═════ SOURCE EXTRACT ═════
This fuels a vicious circle as too low oil prices restrict investments in new oil capacities.

North of US$60/Bbl growth in petroleum consumption within OECD came to a halt and as oil prices continued to move further north petroleum consumption started to decline and beyond US$100/Bbl the decline in consumption accelerated.

UK PETROLEUM CONSUMPTION VS OIL PRICES


Diagram above is based on petroleum consumption data for UK from EIA and covers the period June 1987 to October 2008 plotted against the left y-axis. A smoothed 12 Month Moving Average is added to the consumption data to take out any wild swings. NOTE: The axis is not zero scaled.
In the diagram is also plotted the average monthly oil price against the right y-axis.

UK has been a net petroleum exporter and still gets most of its petroleum from indigenous production.

Still there are some interesting features in total UK petroleum consumption from the recent past.
As of early 2004 and until mid 2006 the UK saw a growth in its petroleum consumption that may rival Chinas growth and even surpass it. The UK economy seemed more resilient to the oil price increases until prices hit approximately US$75/Bbl. From there the consumption started to decline and during the last two years (or so), the UK petroleum consumption has (as of October 2008) declined with approximately 8 %.

In relative terms, this is way above the decline observed in the petroleum consumption for the USA (where it is also important to adjust for the effects from hurricanes last summer/early fall). I have seen data showing steep growth in UK industrial output during the recent growth in petroleum consumption, but what I was hoping for from the readers was to help shed some more light on this UK phenomena.

I plan to post some separate posts with more on this subject later and about GDP and oil/energy consumption.

It seems that you are using nominal prices for brent.
If you look at the price in constant 2008$:
-from 1987 to 1998 the price goes slowly down from 40$ to about 10$ (expect for a short gulf war spike)
-from 1998 to 2004, the price goes slowly back up to 40$
-after 2004, the price shoots up

The only periods of declining consumption (OCDE), are end 1990, 2001 and after 2005.
1990 and 2001 don't seem very related to price, as consumption went back up with the same prices, but more to small recessions.

The current decline seems to have accelerated since 2008, after prices went past 100$

I have no direct evidence but I strongly suspect that the UK consumption increase 2002-2006 was due to the booming economy based on ridiculously cheap credit, and the fashion for large (by European standards) SUVs. A quick google failed to find the relevant stats, but the press was full of reports of booming sales in this period, followed by falling sales afterwards.

Large cars and SUVs are now very cheap to buy, very small and efficient cars have months long waiting lists.

Rune - thanks for posting these excellent charts. For now I just want to focus on the OECD. For a number of years my feeling was that UK inflation at least was understated - food bills, energy bills and fuel bills were marching upwards in leaps and bounds but we were expected to believe that inflation was in the 2 to 3 % range. In short I believe much of the "economic growth" since 2005 was in fact inflation and wonder if your chart does not support this idea.
═════ STORED RECORDS ═════
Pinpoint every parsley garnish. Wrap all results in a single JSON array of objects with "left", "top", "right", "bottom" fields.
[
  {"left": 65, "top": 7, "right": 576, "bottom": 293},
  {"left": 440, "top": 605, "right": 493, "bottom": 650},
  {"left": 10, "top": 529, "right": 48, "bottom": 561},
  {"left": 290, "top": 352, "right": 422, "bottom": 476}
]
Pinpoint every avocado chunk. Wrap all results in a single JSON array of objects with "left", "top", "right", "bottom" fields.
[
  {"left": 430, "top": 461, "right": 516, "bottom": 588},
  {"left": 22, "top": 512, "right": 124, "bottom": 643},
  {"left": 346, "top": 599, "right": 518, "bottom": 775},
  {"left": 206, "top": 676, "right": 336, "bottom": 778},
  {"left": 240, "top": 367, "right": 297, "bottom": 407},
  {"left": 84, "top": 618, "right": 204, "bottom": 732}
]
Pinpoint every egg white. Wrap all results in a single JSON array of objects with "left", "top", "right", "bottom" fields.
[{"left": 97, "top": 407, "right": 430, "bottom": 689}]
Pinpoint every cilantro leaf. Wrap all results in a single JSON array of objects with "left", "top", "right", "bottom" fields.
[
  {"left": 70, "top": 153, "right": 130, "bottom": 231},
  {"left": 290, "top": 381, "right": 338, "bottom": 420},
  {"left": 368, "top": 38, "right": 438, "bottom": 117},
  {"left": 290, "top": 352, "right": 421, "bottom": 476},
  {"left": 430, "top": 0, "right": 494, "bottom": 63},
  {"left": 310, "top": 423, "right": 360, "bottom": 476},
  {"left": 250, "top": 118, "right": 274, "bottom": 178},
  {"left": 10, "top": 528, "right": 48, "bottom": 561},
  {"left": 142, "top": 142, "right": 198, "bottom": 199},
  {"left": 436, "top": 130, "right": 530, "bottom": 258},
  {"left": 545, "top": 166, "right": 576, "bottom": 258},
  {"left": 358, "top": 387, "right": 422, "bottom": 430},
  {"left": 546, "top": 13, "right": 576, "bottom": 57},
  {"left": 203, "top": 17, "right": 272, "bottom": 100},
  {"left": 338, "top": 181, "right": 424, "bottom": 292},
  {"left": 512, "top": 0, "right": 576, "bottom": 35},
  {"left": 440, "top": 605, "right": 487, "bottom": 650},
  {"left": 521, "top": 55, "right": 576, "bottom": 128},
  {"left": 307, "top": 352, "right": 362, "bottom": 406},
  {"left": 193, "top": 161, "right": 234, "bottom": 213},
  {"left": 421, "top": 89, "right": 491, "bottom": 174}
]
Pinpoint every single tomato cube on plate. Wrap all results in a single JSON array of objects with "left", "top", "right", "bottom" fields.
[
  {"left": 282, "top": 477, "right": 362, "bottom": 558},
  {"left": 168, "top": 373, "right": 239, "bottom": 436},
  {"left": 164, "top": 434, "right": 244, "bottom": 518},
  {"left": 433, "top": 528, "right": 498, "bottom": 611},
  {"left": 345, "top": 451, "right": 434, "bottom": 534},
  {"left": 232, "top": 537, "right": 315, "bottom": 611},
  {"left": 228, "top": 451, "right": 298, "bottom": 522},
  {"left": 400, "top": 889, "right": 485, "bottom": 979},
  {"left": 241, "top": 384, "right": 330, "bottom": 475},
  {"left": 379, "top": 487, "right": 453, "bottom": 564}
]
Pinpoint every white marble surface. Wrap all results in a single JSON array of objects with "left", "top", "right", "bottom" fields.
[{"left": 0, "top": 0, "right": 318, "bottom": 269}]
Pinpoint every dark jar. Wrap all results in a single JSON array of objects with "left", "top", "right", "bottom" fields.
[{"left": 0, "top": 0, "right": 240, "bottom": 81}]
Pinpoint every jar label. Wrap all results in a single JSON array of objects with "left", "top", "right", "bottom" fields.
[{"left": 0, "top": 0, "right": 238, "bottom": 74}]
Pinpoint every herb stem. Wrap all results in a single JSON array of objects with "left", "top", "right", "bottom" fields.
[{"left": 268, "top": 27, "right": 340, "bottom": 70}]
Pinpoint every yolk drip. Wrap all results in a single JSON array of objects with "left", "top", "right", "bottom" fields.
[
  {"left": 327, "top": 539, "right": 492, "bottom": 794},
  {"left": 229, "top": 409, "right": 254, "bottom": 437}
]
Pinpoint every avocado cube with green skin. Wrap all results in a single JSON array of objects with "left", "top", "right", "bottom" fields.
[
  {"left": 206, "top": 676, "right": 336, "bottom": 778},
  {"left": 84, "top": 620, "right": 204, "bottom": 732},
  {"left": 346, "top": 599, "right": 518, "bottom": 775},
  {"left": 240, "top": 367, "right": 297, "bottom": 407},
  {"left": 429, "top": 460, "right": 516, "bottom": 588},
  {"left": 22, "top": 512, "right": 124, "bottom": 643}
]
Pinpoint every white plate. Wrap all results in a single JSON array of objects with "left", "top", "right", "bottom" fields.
═════
WHAT TO PRODUCE:
Quote the passage on oil prices and petroleum consumption word for word, from "In the diagram" to "the recent past.".

WRITTEN SOLUTION:
In the diagram is also plotted the average monthly oil price against the right y-axis.

UK has been a net petroleum exporter and still gets most of its petroleum from indigenous production.

Still there are some interesting features in total UK petroleum consumption from the recent past.